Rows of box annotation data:
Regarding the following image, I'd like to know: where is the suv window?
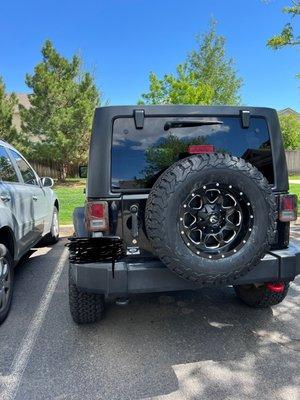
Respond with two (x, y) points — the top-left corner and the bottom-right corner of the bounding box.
(0, 146), (19, 182)
(10, 150), (38, 185)
(112, 116), (274, 190)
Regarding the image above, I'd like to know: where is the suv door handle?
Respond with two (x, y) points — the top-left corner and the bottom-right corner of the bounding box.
(0, 194), (10, 203)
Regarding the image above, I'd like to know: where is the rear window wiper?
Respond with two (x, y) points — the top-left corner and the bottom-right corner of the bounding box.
(164, 120), (223, 131)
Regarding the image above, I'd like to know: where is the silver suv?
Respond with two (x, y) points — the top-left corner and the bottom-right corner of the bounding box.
(0, 140), (59, 324)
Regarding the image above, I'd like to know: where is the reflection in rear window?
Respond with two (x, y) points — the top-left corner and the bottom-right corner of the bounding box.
(112, 116), (274, 190)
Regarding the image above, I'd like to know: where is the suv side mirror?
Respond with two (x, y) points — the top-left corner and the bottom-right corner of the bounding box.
(41, 177), (54, 187)
(79, 165), (87, 178)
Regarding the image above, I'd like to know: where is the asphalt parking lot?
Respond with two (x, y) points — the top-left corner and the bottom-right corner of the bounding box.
(0, 233), (300, 400)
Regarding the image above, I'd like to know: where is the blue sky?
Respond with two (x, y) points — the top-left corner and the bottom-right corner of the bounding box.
(0, 0), (300, 111)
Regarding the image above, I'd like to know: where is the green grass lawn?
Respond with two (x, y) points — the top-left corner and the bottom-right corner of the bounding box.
(54, 180), (85, 225)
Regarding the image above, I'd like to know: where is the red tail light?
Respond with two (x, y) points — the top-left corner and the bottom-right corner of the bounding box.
(279, 194), (297, 222)
(85, 201), (109, 232)
(187, 144), (215, 154)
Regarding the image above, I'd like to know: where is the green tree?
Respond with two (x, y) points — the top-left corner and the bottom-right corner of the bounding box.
(279, 114), (300, 150)
(0, 77), (25, 151)
(267, 0), (300, 50)
(139, 21), (242, 105)
(21, 40), (100, 180)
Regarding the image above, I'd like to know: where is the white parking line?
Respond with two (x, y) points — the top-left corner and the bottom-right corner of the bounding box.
(0, 249), (68, 400)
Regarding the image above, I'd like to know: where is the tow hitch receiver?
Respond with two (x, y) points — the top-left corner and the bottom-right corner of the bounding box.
(266, 282), (285, 293)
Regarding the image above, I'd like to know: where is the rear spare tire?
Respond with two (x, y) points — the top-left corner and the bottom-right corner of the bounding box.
(146, 154), (276, 285)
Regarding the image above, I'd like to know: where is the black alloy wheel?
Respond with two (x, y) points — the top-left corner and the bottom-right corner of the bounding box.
(179, 182), (253, 259)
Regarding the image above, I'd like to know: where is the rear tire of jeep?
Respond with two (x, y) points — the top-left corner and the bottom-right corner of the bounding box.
(69, 268), (105, 324)
(146, 154), (276, 285)
(234, 282), (289, 308)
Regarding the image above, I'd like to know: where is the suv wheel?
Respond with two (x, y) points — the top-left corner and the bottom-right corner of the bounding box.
(0, 244), (14, 324)
(146, 153), (276, 285)
(234, 282), (289, 308)
(69, 268), (105, 324)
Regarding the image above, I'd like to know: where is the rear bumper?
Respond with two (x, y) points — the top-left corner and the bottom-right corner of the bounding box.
(70, 242), (300, 297)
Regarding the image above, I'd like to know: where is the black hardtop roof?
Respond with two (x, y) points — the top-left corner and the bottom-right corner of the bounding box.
(95, 104), (277, 116)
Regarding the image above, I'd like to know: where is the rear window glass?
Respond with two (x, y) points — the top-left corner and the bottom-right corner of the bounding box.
(112, 116), (274, 190)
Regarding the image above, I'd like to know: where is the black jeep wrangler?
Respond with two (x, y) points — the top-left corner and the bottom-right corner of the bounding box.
(69, 105), (300, 323)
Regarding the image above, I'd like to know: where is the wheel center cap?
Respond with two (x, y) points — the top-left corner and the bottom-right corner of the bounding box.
(209, 214), (219, 225)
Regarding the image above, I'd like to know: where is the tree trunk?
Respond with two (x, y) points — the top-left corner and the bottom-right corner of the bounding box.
(58, 164), (68, 182)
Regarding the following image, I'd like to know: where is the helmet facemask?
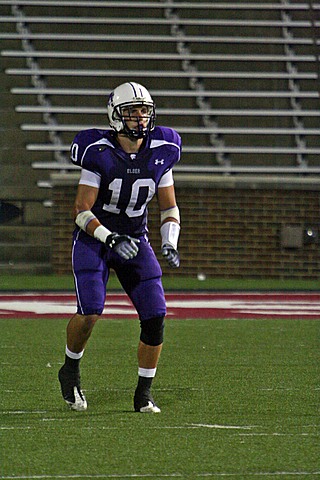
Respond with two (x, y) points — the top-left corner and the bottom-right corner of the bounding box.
(112, 102), (155, 140)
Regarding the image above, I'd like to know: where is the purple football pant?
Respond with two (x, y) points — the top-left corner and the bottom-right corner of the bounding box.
(72, 230), (166, 321)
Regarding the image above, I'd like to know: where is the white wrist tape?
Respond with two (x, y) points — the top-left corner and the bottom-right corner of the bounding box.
(75, 210), (97, 231)
(160, 206), (180, 223)
(160, 222), (180, 250)
(93, 225), (112, 243)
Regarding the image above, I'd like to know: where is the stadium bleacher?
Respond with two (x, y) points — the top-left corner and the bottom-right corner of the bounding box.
(0, 0), (320, 274)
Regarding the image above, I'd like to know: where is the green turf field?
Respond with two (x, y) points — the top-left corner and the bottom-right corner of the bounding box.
(0, 273), (320, 291)
(1, 319), (320, 480)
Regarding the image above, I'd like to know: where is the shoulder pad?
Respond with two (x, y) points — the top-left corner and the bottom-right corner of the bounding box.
(70, 128), (107, 166)
(151, 127), (181, 148)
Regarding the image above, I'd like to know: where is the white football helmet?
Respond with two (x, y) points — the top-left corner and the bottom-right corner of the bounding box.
(107, 82), (156, 139)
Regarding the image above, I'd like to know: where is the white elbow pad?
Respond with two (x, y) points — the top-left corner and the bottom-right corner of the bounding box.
(160, 222), (180, 250)
(75, 210), (97, 231)
(160, 206), (180, 223)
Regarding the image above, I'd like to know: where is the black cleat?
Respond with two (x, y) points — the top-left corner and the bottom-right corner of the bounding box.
(133, 390), (161, 413)
(58, 365), (87, 412)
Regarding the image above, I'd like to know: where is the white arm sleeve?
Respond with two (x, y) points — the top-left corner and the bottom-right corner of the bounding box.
(79, 168), (101, 188)
(159, 170), (174, 188)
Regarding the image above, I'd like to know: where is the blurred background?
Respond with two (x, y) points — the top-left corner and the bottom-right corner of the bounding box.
(0, 0), (320, 280)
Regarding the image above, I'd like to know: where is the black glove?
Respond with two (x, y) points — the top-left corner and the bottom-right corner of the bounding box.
(106, 233), (140, 260)
(161, 245), (180, 268)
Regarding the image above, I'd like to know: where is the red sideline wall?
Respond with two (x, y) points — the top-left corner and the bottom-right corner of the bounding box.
(52, 181), (320, 279)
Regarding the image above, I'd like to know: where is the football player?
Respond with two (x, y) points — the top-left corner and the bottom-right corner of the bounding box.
(59, 82), (181, 413)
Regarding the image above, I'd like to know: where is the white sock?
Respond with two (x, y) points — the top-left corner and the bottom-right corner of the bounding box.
(138, 367), (157, 378)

◆ Set problem
Can you rewrite all of the items above, swapping "top-left corner" for "upper-left corner" and changing nothing else, while leaving the pictures out?

◆ The solution
Regarding the following image, I'd like to know: where is the suv window?
Respond with two (x, y) points — the upper-left corner and the bottom-right corner of the bounding box.
(0, 146), (19, 182)
(10, 150), (38, 185)
(112, 116), (274, 190)
Regarding the image above, I'd like to know: where is the suv door handle?
Respond with two (x, y) points — the upper-left corner and the bottom-right corner of the bounding box.
(0, 194), (10, 203)
Regarding the image above, I'd like to know: where is the rear window wiper?
Respond with two (x, y) points — the upper-left corner and the bottom-right corner of the bounding box.
(164, 120), (223, 131)
Regarding the image above, I'd like to know: where is the silver suv?
Respond with two (x, y) points — the upper-left corner and the bottom-right corner of the bounding box.
(0, 140), (59, 324)
Regarding the image above, I'd like to know: where is the reflection in rear window?
Respond with two (x, y) points — the upper-left corner and the bottom-right corner of the bounding box.
(112, 116), (274, 190)
Regarding the image above, I'd like to know: where is the suv side mirror?
Respond with two (x, y) points — the upper-left corner and the bottom-right corner of the bounding box.
(41, 177), (54, 187)
(79, 165), (87, 178)
Regarding the image above, I'd like to know: where is the asphalt parking lot?
Respond with two (x, y) points — the upper-left corner and the bottom-right corner of the bounding box.
(0, 233), (300, 400)
Regarding the image above, I'd like to know: where is the blue sky?
Respond with two (x, y) points — the upper-left corner and the bottom-right corner of the bounding box.
(0, 0), (300, 111)
Regarding the image above, I'd like to know: where is the green grass lawn?
Respond with two (x, y) points — the upper-left corner and the bottom-right corner of the bounding box.
(54, 180), (85, 225)
Regarding the image above, I'd like to know: where is the red tail light?
Respond with two (x, y) points — the upper-left corner and the bottom-right corner of the bounding box.
(279, 194), (297, 222)
(85, 201), (109, 232)
(187, 144), (215, 154)
Regarding the image above, I'd like to know: where is the green tree?
Respond with two (x, y) points — the upper-left corner and the bottom-right corner of the bounding box.
(279, 114), (300, 150)
(0, 77), (25, 151)
(267, 0), (300, 50)
(139, 21), (242, 105)
(21, 40), (100, 180)
Regarding the image above, I'd like to know: where is the white parking line?
Respond with two (x, y) points — the upper-left corner and the bottom-right corner of the bounding box.
(0, 249), (68, 400)
Regarding the image above, I'd like to know: where is the tow hitch receiver?
Respond with two (x, y) points — the upper-left corner and the bottom-right corner of the bounding box.
(266, 282), (285, 293)
Regarding the image above, I'd like to know: where is the rear spare tire?
Respond with two (x, y) points — the upper-left corner and the bottom-right corner of the bounding box.
(146, 154), (276, 285)
Regarding the image above, I'd like to know: where is the black alloy wheel?
Respond with two (x, y) points — the upper-left corner and the bottom-right corner of the bounding box.
(179, 182), (253, 259)
Regarding the image above, I'd like to know: where is the rear tire of jeep?
Respond with two (x, y) points — the upper-left corner and the bottom-right corner of the bounding box.
(69, 268), (105, 324)
(146, 154), (276, 285)
(234, 282), (289, 308)
Regarding the image above, I'd like to know: where is the suv wheel?
Respond with two (x, y) points — the upper-left corner and the bottom-right corner of the bounding box.
(0, 244), (14, 324)
(146, 153), (276, 285)
(234, 282), (289, 308)
(69, 268), (105, 324)
Regarding the image above, I'd like to know: where is the rear bumper?
Respond with two (x, y) points — the upper-left corner and the bottom-right corner of the bounding box.
(70, 242), (300, 297)
Regarding the image above, I'd like to know: where is the black hardtop roof?
Respond with two (x, y) points — the upper-left corner and the bottom-right corner of the bounding box.
(95, 104), (277, 116)
Regarding the image above, I'd like to know: where is the rear window glass?
Respond with two (x, y) points — the upper-left corner and the bottom-right corner of the bounding box.
(112, 116), (274, 190)
Regarding the image above, I'd like to know: where is the black jeep wrangler?
Respond with two (x, y) points — the upper-left corner and the bottom-right corner of the bounding box.
(69, 105), (300, 323)
Regarding the image above, I'd like to know: where is the wheel center cap?
Respond with two (x, y) points — the upper-left corner and the bottom-right corner of the bounding box.
(209, 214), (219, 225)
Regarding the image above, I'd like to know: where is the tree trunk?
Respond with two (x, y) points — the upper-left corner and the bottom-right corner of the bounding box.
(58, 164), (68, 182)
Regarding the following image, I'd like to know: where is the helmet facemask?
Respond with two (x, y) points — the upper-left corner and the bottom-right corner of the bounding box.
(112, 102), (155, 140)
Regarding the image above, I'd like to know: where is the purple football pant?
Respond with two (x, y) points — the upper-left corner and the bottom-right corner of the bounding box.
(72, 230), (166, 321)
Regarding the image above, I'd like to know: where is the white wrist tape?
Respond with two (x, y) points — the upper-left corner and the bottom-right corner of the bounding box.
(75, 210), (97, 231)
(160, 206), (180, 223)
(160, 222), (180, 250)
(93, 225), (112, 243)
Regarding the image above, I'd like to know: where is the stadium bleacher?
Respond with two (x, y) points — the upper-left corner and the bottom-right corner of the bounding box.
(0, 0), (320, 274)
Regarding the image above, I'd like to know: where is the green turf field?
Respond with two (x, y) points — the upper-left corner and the bottom-right corner of the bounding box.
(0, 273), (320, 291)
(1, 319), (320, 480)
Regarding the image above, I'd like to know: where is the shoulder pad?
Respond with two (x, y) points — the upper-left corner and the bottom-right corner of the bounding box.
(70, 128), (107, 166)
(151, 127), (181, 148)
Regarding the image above, I'd like to know: where is the white football helmet?
Respond with two (x, y) points — the upper-left corner and the bottom-right corner of the bounding box.
(107, 82), (156, 139)
Regarding the image above, I'd like to know: where is the white elbow pad?
Respond with two (x, y) points — the upper-left corner and the bottom-right corner of the bounding box.
(160, 222), (180, 250)
(75, 210), (97, 231)
(160, 206), (180, 223)
Regarding the image above, I'd like to know: where is the black cleat?
Respond with two (x, y) points — the upper-left corner and the bottom-right corner of the bounding box.
(133, 390), (161, 413)
(58, 365), (87, 412)
Regarding the image above, I'd like to know: where is the white arm sleeve?
Respond with two (x, y) points — the upper-left corner and the bottom-right corner of the bounding box.
(79, 168), (101, 188)
(159, 170), (174, 188)
Regarding the image above, I'd like to know: where is the blurred background?
Respond with two (x, y) points — the upper-left corner and the bottom-right corner of the bounding box.
(0, 0), (320, 280)
Regarding the image above, I'd like to know: where is the black glove?
Respond with two (x, y) points — the upper-left corner and the bottom-right corner of the bounding box.
(106, 233), (140, 260)
(161, 245), (180, 268)
Regarding the image above, I'd like to know: where is the red sideline wall?
Respond with two (x, y) points — the upper-left corner and the bottom-right corner of the bounding box.
(52, 181), (320, 279)
Regarding the image above, I'd like to know: where is the football player?
Respond with two (x, y) points — the upper-left corner and the bottom-right corner of the bounding box.
(59, 82), (181, 413)
Regarding the image above, I'd like to know: where is the white sock?
Respond with two (x, y) points — the upper-left corner and the bottom-right corner of the bounding box.
(138, 367), (157, 378)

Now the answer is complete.